## START

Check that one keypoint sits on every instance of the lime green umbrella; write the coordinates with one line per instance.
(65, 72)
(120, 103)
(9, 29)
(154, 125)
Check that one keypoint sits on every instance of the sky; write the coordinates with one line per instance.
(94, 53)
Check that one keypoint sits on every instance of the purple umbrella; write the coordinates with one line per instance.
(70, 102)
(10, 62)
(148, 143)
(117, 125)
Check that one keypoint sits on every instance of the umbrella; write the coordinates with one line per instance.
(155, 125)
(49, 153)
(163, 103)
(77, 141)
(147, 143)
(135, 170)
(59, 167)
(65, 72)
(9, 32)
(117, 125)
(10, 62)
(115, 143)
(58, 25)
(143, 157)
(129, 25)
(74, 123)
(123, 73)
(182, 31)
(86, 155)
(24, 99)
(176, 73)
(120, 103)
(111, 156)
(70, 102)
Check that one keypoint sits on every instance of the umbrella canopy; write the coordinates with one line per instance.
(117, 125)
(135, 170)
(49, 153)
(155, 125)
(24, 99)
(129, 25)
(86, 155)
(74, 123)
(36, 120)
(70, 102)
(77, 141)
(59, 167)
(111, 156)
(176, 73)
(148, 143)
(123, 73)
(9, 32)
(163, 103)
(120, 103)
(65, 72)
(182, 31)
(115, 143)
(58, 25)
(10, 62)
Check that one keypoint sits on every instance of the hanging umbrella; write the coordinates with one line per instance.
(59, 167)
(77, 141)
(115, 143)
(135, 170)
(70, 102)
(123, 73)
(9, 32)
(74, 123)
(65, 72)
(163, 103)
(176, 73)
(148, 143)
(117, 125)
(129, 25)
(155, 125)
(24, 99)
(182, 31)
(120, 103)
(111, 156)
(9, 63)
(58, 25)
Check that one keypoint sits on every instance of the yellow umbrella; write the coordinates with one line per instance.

## END

Reproduce only the lines running from the one that contains "Check that one keypoint sits on every instance of the hanging" to the last line of the records.

Check that one keypoint sits on every instance of the hanging umbrella; write the coordinates with one line per instance.
(59, 167)
(77, 141)
(115, 143)
(135, 170)
(70, 102)
(123, 73)
(9, 32)
(74, 123)
(65, 72)
(163, 103)
(176, 73)
(148, 143)
(117, 125)
(129, 25)
(155, 125)
(24, 99)
(182, 31)
(120, 103)
(111, 156)
(9, 63)
(58, 25)
Check that one keypoint sits on every instance of the yellow umbrella; write the coordinates with one line per instance.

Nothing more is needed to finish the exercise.